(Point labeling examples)
□ □ □ □
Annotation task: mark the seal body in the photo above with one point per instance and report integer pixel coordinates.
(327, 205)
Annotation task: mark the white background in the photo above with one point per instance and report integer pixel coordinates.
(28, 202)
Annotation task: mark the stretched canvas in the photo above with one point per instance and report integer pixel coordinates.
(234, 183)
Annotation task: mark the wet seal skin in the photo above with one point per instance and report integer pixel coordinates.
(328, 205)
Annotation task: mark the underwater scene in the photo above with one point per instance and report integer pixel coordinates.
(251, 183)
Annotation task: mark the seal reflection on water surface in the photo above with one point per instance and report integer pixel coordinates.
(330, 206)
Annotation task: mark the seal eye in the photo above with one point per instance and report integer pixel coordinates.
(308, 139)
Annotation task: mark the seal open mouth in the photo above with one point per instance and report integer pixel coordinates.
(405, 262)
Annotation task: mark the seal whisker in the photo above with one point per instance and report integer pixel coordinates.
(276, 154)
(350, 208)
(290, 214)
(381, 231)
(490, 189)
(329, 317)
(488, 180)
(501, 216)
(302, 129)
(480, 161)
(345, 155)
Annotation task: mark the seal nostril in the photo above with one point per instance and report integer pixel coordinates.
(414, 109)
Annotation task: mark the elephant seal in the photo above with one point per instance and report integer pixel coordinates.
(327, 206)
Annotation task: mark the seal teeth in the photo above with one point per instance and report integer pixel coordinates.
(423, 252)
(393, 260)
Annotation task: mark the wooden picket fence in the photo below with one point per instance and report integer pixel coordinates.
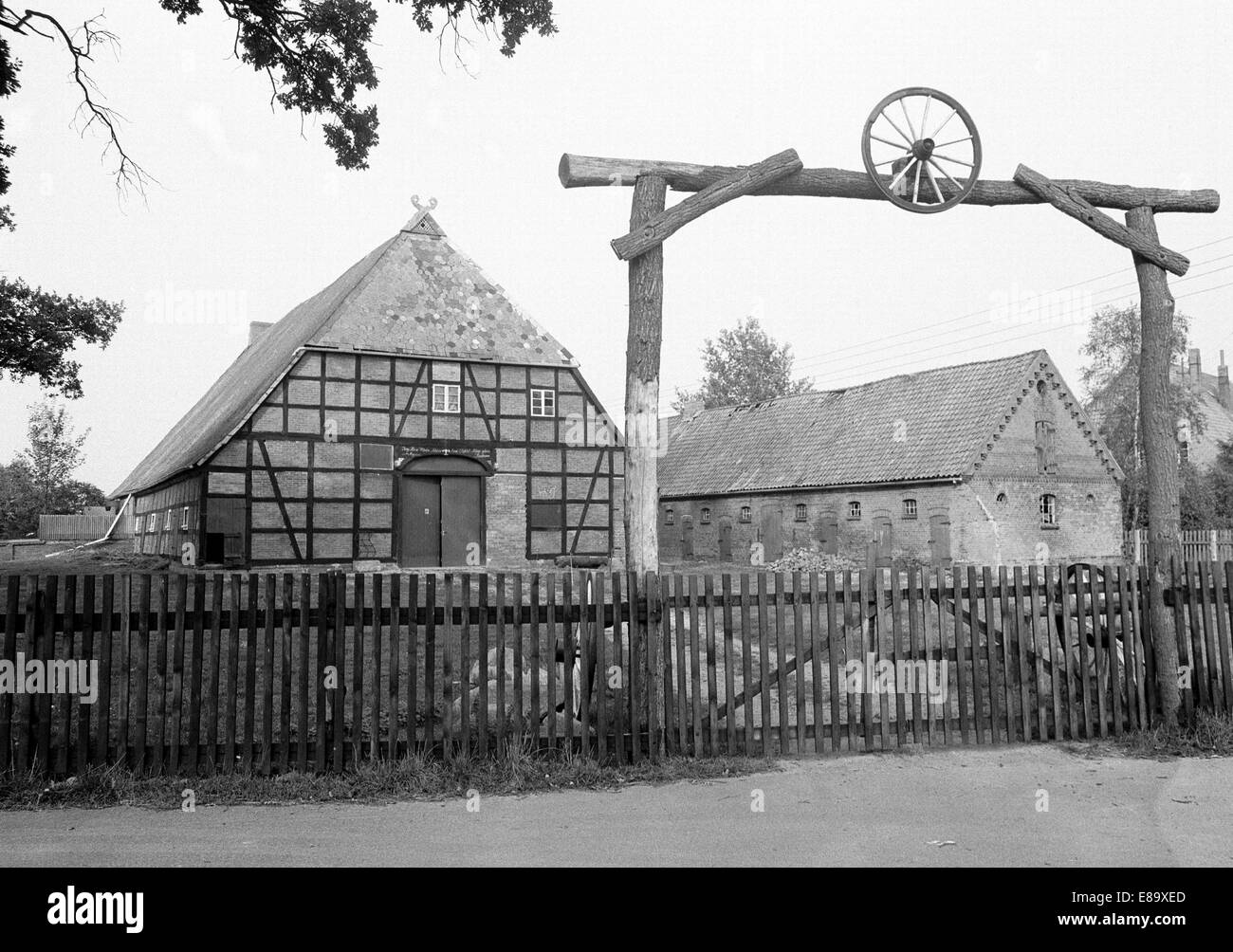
(201, 673)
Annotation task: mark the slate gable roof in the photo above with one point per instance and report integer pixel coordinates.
(949, 418)
(414, 294)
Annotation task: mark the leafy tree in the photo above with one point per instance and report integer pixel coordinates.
(745, 365)
(316, 56)
(1113, 381)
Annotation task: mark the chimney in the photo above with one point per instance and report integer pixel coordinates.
(255, 328)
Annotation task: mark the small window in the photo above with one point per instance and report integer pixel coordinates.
(377, 456)
(543, 402)
(445, 397)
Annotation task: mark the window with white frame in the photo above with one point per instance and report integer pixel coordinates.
(543, 402)
(445, 397)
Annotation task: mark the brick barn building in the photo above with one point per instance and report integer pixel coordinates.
(979, 463)
(407, 413)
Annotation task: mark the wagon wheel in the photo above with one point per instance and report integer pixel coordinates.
(919, 163)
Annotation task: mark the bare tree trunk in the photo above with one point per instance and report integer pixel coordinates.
(1159, 456)
(642, 386)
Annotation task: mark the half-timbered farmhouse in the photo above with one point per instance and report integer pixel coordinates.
(983, 463)
(407, 413)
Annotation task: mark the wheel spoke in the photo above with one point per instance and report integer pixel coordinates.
(888, 142)
(911, 128)
(901, 173)
(883, 114)
(957, 162)
(936, 189)
(946, 174)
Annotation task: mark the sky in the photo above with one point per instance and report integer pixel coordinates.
(250, 214)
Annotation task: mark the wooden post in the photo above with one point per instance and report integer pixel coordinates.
(642, 386)
(1159, 455)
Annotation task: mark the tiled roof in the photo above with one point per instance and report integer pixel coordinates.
(933, 425)
(414, 292)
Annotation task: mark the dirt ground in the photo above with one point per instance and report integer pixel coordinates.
(977, 807)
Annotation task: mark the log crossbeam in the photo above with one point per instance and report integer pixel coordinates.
(580, 172)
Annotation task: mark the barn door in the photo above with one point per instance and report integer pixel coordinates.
(420, 530)
(461, 521)
(940, 539)
(772, 533)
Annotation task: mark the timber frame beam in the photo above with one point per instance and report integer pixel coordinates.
(580, 172)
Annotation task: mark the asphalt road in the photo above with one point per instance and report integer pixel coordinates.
(937, 808)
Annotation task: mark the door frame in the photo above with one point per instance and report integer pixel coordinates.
(443, 464)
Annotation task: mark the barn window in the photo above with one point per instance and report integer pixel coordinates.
(445, 397)
(546, 516)
(377, 456)
(543, 402)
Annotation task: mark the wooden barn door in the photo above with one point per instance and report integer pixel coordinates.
(420, 521)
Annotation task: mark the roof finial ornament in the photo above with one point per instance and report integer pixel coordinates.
(417, 222)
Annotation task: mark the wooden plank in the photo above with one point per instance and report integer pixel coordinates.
(140, 673)
(711, 681)
(764, 664)
(567, 653)
(535, 660)
(395, 697)
(304, 665)
(216, 648)
(193, 756)
(653, 230)
(102, 706)
(181, 598)
(338, 659)
(695, 696)
(431, 657)
(482, 634)
(588, 171)
(730, 664)
(448, 726)
(1071, 201)
(271, 601)
(286, 655)
(835, 636)
(896, 641)
(9, 655)
(377, 655)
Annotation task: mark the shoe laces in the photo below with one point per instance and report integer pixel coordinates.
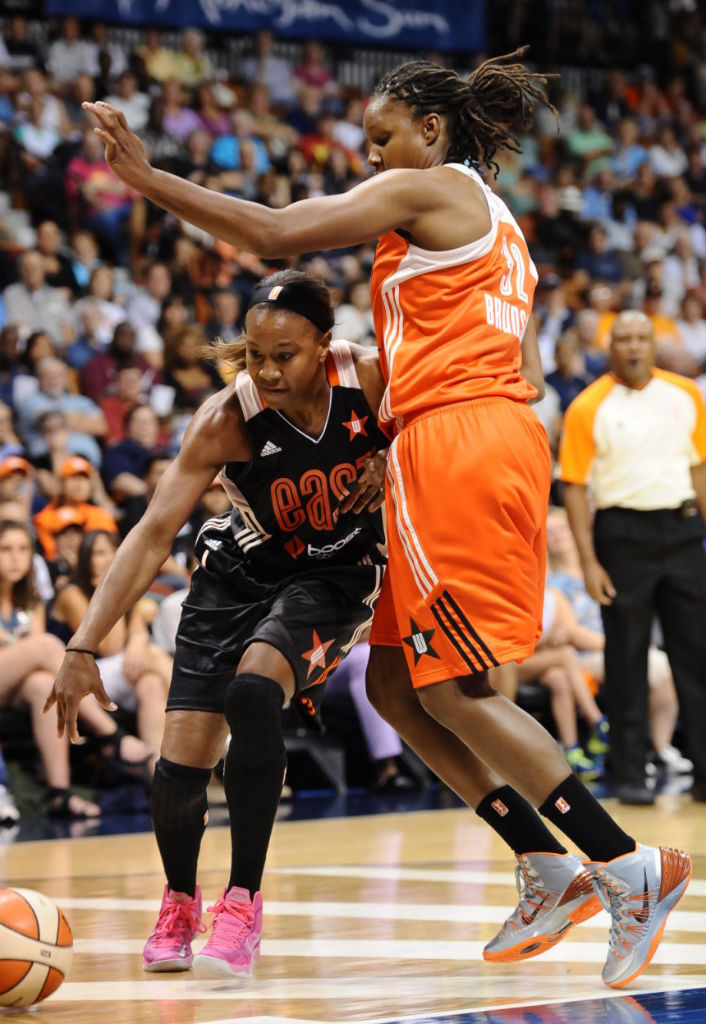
(177, 921)
(532, 897)
(631, 913)
(232, 921)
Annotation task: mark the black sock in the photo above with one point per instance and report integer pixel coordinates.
(253, 773)
(576, 811)
(516, 822)
(179, 806)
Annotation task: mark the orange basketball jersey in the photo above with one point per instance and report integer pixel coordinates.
(449, 324)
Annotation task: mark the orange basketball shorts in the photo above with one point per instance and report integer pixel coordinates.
(466, 500)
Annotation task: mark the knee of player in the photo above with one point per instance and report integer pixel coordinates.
(253, 711)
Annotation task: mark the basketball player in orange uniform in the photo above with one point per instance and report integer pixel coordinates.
(468, 478)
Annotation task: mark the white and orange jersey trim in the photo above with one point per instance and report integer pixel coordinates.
(450, 323)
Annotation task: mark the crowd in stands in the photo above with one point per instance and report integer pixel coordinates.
(107, 303)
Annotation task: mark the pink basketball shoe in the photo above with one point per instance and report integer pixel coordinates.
(169, 946)
(234, 945)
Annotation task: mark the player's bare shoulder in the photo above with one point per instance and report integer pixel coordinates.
(367, 365)
(218, 426)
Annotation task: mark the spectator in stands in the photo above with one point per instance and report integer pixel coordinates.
(39, 345)
(100, 296)
(70, 54)
(9, 352)
(9, 441)
(226, 148)
(144, 306)
(98, 375)
(134, 670)
(628, 154)
(9, 813)
(28, 656)
(589, 143)
(570, 377)
(179, 120)
(73, 504)
(125, 463)
(187, 370)
(33, 305)
(57, 269)
(101, 203)
(314, 72)
(16, 483)
(104, 53)
(225, 316)
(53, 428)
(24, 52)
(599, 262)
(86, 422)
(355, 315)
(92, 329)
(555, 665)
(645, 556)
(692, 328)
(264, 69)
(84, 257)
(163, 146)
(192, 65)
(158, 60)
(212, 115)
(126, 393)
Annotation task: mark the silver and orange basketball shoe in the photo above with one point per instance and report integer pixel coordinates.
(555, 893)
(638, 890)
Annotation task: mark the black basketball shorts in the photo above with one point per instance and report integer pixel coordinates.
(313, 619)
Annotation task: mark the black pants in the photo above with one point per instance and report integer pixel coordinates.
(658, 566)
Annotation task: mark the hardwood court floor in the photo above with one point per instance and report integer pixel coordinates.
(367, 919)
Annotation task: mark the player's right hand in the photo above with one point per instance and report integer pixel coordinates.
(77, 678)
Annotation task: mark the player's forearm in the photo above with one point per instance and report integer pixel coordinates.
(135, 564)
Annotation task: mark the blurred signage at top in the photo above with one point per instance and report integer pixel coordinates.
(428, 25)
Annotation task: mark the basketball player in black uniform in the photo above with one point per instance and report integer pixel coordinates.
(285, 586)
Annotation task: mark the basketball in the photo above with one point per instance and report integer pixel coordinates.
(36, 947)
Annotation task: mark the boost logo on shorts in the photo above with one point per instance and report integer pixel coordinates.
(420, 641)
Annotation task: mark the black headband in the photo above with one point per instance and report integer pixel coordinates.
(288, 297)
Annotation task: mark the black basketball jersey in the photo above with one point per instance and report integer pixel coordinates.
(285, 498)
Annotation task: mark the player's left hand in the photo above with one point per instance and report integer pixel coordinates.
(369, 491)
(124, 151)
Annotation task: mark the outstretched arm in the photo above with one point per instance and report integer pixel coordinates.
(212, 438)
(351, 218)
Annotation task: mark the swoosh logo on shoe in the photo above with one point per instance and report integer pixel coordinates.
(536, 909)
(642, 915)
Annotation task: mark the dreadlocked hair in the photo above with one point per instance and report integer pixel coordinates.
(484, 114)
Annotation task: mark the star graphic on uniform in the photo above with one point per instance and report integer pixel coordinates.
(420, 641)
(356, 425)
(294, 547)
(317, 655)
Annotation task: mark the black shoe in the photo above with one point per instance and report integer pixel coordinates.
(633, 794)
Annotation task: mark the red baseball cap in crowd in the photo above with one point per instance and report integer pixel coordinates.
(14, 464)
(76, 466)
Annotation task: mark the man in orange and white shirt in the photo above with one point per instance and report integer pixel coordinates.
(636, 437)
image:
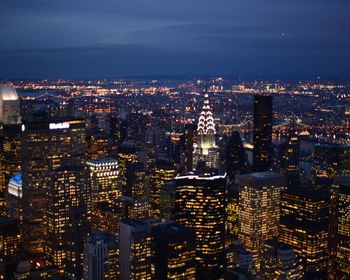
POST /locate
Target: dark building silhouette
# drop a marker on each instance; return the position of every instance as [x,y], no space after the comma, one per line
[190,139]
[304,225]
[292,159]
[46,145]
[235,155]
[343,244]
[200,205]
[174,252]
[262,133]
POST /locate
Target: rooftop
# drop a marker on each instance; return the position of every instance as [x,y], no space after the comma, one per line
[8,93]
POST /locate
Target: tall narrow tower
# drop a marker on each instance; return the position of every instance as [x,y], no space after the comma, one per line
[262,133]
[205,150]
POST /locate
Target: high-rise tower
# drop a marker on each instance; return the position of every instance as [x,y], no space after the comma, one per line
[9,105]
[262,133]
[259,210]
[46,146]
[200,205]
[205,150]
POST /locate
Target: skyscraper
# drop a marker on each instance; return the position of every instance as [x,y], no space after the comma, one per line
[162,173]
[232,214]
[280,262]
[46,145]
[135,180]
[101,257]
[189,140]
[330,160]
[174,252]
[262,133]
[304,226]
[104,177]
[125,154]
[98,147]
[15,207]
[235,155]
[205,149]
[167,198]
[10,237]
[135,250]
[9,105]
[67,190]
[259,210]
[292,159]
[343,248]
[200,205]
[3,191]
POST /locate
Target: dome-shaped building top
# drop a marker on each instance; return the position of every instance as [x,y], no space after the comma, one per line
[8,93]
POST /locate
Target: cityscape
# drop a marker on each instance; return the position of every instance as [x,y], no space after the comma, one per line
[174,140]
[175,179]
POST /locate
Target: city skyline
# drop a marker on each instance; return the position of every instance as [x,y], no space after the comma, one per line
[86,39]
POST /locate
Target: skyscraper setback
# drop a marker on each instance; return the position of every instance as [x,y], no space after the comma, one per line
[46,146]
[200,205]
[205,149]
[262,133]
[259,210]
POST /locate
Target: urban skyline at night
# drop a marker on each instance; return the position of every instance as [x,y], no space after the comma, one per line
[184,140]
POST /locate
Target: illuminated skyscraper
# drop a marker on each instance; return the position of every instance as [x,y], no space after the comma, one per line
[135,250]
[174,252]
[200,205]
[3,191]
[259,210]
[232,214]
[292,160]
[135,180]
[190,138]
[10,237]
[75,236]
[205,149]
[11,146]
[15,207]
[280,262]
[167,201]
[98,147]
[240,263]
[106,217]
[125,154]
[9,105]
[330,160]
[343,248]
[101,257]
[104,177]
[161,173]
[262,132]
[235,155]
[304,226]
[67,190]
[46,145]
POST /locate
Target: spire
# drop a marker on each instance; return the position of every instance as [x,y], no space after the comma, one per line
[206,119]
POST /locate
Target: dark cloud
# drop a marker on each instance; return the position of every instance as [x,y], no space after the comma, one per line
[112,38]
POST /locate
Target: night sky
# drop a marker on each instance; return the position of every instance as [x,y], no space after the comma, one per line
[129,38]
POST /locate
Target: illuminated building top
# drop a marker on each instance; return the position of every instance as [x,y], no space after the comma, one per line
[206,120]
[8,93]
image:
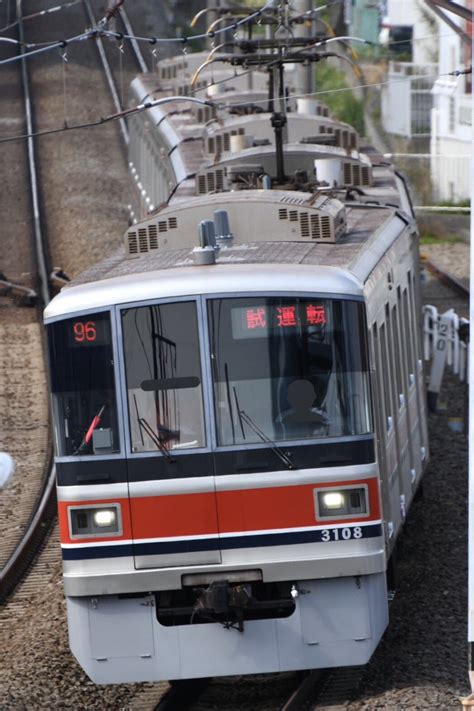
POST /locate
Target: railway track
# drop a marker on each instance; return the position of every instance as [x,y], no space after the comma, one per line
[260,692]
[36,515]
[40,513]
[32,591]
[446,278]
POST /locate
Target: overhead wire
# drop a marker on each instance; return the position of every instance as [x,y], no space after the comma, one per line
[216,104]
[100,30]
[40,13]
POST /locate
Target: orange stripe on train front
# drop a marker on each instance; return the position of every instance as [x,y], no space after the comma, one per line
[237,510]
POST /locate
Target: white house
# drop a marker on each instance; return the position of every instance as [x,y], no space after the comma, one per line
[451,116]
[410,30]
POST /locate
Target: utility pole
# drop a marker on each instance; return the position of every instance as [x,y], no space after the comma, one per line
[304,74]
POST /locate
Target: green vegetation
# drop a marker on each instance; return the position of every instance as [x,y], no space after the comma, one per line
[342,104]
[427,238]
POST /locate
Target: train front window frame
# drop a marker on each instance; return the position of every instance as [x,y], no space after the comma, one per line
[239,418]
[156,403]
[83,372]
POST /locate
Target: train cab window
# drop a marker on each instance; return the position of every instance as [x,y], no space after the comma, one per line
[288,369]
[83,386]
[163,373]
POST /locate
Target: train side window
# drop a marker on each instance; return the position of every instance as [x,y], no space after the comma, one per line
[397,356]
[408,339]
[414,321]
[83,385]
[163,374]
[379,403]
[385,380]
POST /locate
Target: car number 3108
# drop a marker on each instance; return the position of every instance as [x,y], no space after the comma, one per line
[340,534]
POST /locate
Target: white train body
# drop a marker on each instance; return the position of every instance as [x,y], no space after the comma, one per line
[239,431]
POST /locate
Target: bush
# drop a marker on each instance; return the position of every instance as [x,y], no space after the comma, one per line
[342,104]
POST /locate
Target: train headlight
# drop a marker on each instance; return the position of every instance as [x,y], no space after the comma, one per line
[333,500]
[90,521]
[104,517]
[342,502]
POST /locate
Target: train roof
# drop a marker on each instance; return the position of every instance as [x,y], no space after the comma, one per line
[245,266]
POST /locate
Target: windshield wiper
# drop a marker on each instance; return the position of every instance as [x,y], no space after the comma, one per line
[261,434]
[155,438]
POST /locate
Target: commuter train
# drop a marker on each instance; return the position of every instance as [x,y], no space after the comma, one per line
[238,396]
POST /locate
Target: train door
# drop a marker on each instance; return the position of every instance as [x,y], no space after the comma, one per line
[170,466]
[412,378]
[388,388]
[405,413]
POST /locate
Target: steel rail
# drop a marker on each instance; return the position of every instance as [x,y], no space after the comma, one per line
[446,277]
[108,73]
[307,686]
[39,524]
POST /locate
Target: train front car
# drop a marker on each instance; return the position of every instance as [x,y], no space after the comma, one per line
[218,486]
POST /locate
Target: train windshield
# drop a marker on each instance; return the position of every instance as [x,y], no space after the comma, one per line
[83,385]
[289,369]
[163,371]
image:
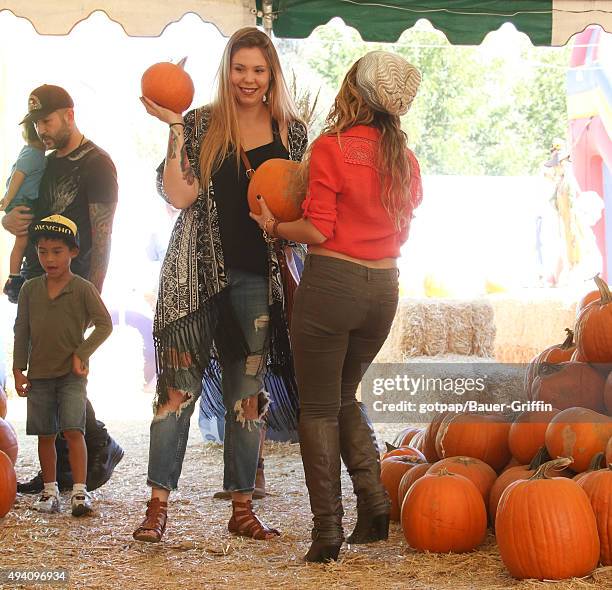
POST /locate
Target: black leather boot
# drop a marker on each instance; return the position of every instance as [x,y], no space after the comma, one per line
[361,457]
[320,448]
□ □ □ □
### Exercise
Repeat the data word for word, everything from the line containing "Annotation task: mark the seal open" down to the line containing "(1113, 381)", both of those lines included. Leave the pictures out.

### Result for this task
Annotation task: mark the seal open mouth in the photo above with one point per instance and report integer pixel coordinates.
(405, 262)
Annotation task: mark the seal whisker in the photo above with one point per instance and report integer pixel coordinates.
(276, 154)
(350, 208)
(290, 214)
(381, 231)
(490, 189)
(329, 317)
(488, 180)
(501, 216)
(302, 129)
(480, 161)
(345, 155)
Annotation task: mark the seal nostril in the photo above with one point per instance and report integer pixel coordinates.
(414, 109)
Annotation task: mark the elephant seal in the photo above with one point per instance and report integer pixel coordinates.
(327, 206)
Annotation task: mark the seal teeth in the photo above with one point per instance and report integer pixel coordinates.
(423, 252)
(393, 260)
Annotation task: mark the wooden picket fence in the photo below with one point per instance and report integer pixel coordinates.
(201, 673)
Annotation task: mark the slate gable roof in the photo above with one point per instance and report integer pixel coordinates.
(949, 418)
(414, 294)
Annotation task: mark the leafy tree in the photo above with one point per instance and report integer pixel coordinates.
(745, 365)
(316, 56)
(1113, 381)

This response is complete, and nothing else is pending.